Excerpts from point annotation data

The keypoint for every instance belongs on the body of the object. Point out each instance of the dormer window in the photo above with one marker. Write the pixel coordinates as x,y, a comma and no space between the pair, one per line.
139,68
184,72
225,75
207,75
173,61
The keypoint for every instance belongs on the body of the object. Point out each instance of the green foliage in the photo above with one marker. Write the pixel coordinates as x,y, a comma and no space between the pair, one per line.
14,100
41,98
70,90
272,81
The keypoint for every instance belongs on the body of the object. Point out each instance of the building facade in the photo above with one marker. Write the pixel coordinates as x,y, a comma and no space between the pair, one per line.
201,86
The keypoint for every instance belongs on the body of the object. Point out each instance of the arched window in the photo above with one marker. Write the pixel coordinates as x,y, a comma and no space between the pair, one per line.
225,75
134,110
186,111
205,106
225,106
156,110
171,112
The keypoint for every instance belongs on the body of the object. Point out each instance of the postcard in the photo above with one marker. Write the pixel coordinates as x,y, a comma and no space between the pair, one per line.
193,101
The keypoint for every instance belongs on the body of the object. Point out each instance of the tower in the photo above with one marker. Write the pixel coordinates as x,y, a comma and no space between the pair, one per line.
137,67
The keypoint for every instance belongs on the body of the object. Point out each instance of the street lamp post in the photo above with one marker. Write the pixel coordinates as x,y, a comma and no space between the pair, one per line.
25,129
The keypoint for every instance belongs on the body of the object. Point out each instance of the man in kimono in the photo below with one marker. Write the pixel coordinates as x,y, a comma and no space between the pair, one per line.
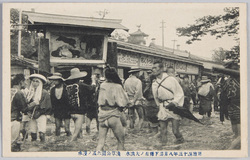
167,91
133,87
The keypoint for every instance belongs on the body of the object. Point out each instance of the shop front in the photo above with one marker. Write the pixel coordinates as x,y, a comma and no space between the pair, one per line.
73,41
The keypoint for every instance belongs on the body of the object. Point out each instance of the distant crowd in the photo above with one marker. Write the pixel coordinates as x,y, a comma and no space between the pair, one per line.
156,97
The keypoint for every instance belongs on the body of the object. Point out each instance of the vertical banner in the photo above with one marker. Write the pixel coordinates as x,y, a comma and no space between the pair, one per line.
43,55
112,54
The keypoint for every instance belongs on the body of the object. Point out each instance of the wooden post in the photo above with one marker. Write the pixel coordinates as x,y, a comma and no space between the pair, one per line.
43,55
112,54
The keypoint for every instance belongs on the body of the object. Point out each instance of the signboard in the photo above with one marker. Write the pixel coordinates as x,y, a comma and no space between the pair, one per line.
192,69
180,66
146,61
71,47
169,63
128,59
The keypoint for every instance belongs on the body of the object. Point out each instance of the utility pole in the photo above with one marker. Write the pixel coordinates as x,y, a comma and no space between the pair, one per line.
19,33
103,13
162,26
174,44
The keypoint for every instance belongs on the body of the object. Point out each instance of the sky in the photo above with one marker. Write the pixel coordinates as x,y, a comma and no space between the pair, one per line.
150,16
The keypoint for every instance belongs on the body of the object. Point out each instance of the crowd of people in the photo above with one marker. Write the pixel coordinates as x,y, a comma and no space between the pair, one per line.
112,102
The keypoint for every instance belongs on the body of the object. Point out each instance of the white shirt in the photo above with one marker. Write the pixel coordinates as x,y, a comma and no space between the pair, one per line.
133,87
173,93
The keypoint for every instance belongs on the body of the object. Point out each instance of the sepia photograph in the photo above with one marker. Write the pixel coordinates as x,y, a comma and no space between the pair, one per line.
124,80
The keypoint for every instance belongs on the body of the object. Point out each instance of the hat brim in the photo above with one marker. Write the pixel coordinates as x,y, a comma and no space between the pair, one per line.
207,80
133,71
80,75
55,78
41,77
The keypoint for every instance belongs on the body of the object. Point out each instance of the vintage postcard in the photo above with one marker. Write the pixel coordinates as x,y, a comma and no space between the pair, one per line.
125,80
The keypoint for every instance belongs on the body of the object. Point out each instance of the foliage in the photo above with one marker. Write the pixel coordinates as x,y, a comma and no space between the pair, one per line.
219,55
218,26
227,24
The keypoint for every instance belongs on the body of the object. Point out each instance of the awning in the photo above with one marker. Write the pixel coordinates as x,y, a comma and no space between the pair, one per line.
44,18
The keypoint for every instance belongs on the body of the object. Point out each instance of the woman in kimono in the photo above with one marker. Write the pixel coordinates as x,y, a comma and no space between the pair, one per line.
111,100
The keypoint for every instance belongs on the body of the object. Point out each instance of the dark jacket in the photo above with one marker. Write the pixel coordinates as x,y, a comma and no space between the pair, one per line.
44,107
60,107
80,96
18,105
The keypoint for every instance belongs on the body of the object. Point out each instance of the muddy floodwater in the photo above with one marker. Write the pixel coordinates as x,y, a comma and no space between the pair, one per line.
215,136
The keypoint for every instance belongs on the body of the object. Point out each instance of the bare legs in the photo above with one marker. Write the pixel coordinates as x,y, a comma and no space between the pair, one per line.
115,124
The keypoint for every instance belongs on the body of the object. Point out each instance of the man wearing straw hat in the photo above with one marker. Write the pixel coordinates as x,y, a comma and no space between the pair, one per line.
206,94
39,105
79,96
60,103
18,105
133,87
167,91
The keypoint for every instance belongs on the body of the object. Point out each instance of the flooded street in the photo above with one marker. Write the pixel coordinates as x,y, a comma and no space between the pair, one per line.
216,136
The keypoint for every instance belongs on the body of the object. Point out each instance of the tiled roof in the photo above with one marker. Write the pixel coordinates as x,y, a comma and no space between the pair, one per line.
138,33
151,51
22,61
44,18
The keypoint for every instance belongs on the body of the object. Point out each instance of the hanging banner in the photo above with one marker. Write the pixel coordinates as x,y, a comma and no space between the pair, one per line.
146,61
128,59
180,67
192,69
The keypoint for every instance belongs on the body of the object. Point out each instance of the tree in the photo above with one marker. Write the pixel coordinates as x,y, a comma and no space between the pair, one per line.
219,55
26,45
219,26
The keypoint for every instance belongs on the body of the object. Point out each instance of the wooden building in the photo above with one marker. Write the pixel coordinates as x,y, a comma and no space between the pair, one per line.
71,41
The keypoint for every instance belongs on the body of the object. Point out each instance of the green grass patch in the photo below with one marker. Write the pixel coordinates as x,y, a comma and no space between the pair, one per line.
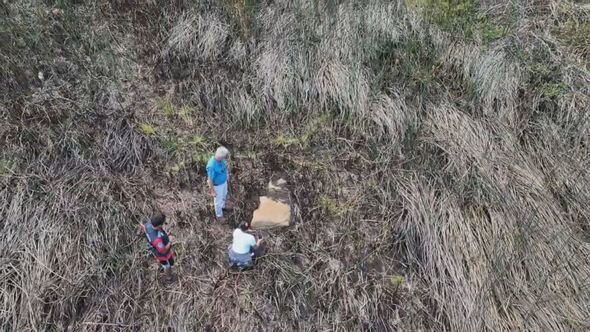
200,157
288,140
7,166
147,129
166,107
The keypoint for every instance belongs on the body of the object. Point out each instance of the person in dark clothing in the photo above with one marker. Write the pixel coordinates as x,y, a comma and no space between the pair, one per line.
159,243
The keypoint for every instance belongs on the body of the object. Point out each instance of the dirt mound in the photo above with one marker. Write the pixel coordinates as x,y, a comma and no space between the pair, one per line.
275,208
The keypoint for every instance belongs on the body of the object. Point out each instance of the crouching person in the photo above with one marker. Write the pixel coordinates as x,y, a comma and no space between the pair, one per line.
244,248
159,243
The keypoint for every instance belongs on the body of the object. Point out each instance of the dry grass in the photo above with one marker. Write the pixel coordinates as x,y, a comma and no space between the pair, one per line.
438,164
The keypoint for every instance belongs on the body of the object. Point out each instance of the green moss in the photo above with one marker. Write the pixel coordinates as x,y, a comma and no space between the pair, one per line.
186,113
197,140
452,15
147,128
287,140
7,166
554,89
332,206
166,107
200,157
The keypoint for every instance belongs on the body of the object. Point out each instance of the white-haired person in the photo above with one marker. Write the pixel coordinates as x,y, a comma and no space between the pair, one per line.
217,176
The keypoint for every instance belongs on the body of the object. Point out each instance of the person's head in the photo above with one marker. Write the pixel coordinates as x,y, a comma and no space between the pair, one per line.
158,219
221,153
244,226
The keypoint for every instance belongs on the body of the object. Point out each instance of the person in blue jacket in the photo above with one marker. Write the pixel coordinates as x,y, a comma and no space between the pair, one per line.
217,177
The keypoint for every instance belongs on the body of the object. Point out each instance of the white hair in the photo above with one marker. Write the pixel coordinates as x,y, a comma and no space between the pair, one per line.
221,152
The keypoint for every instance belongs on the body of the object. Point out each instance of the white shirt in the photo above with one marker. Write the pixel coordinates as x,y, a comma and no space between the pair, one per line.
242,242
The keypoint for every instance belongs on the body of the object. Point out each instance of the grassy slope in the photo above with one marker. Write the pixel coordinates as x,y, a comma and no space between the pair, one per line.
438,153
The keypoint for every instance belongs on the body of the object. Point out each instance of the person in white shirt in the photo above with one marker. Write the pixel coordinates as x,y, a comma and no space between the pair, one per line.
243,248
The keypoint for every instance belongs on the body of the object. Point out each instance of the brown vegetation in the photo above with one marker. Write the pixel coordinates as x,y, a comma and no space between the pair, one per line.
437,153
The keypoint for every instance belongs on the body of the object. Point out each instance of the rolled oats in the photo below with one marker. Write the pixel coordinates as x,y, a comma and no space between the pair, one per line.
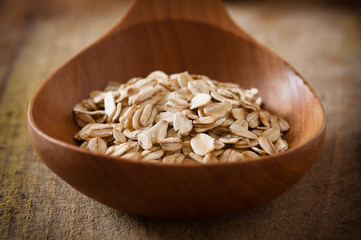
181,118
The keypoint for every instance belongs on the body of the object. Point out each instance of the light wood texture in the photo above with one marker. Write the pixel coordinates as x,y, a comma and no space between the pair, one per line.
324,204
175,42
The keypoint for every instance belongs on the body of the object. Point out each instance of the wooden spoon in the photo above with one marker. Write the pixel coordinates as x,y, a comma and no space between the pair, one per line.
175,36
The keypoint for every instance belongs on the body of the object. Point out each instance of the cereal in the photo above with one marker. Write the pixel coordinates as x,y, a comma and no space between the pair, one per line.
178,119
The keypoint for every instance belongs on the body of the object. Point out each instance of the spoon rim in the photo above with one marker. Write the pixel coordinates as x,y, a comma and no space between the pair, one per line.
34,127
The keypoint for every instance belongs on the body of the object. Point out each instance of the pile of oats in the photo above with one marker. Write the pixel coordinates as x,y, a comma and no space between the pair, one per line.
180,118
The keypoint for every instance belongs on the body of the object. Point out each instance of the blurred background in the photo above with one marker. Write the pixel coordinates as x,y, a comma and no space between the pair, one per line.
320,38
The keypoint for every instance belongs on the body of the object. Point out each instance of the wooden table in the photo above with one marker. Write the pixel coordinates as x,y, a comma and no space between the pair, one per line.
323,44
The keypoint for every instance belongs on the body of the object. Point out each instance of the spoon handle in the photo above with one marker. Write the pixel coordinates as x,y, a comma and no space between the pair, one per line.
210,12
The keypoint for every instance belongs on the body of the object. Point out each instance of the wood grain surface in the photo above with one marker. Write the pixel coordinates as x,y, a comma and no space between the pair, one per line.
322,43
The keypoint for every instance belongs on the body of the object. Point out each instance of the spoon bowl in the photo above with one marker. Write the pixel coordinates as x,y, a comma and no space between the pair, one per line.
175,36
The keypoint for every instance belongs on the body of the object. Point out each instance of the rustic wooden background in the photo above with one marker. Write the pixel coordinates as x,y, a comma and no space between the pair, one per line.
324,45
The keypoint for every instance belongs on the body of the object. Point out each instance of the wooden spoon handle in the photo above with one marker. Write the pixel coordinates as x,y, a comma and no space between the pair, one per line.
210,12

Written exercise:
Using the records above, please retype only the run of lines from the line holding "the spoon handle" through the last line, both ends included.

Reply to the task:
The keypoint for every instance belongs on the body of the object. Point out each instance of the spoon handle in the photo above with one marker. Write the pixel coordinates as x,y, a comma and no space between the pair, one per line.
210,12
The keypoint for every instance belongs on the body of the object. Point out each instance of the wood grain surface in the photo above with one marker. Write the pixel coordinates as x,y, a comma and no space between the pair, one per line.
322,43
The keypoint for every instance belongs on the body of the object. Point out each instance of the spoon bowl in the photo above with one marker. Write the pixel coordinates as x,y, a comma and no space between the pair, one per line.
175,36
The keypoint for every instance belongs on the body of the object. Point out each instance of the rustic wooden background in the photo above with one marker. Write the pixel coordinates as x,y, a comma and no space between the pair, one per line.
324,45
The keypoint for every instance belongs on the body of the object. Point out each instance of the wooden spoon handle in the photo above with one marker. Write the pixel coordinates as x,y, a comma and no space between the pair, one per line.
210,12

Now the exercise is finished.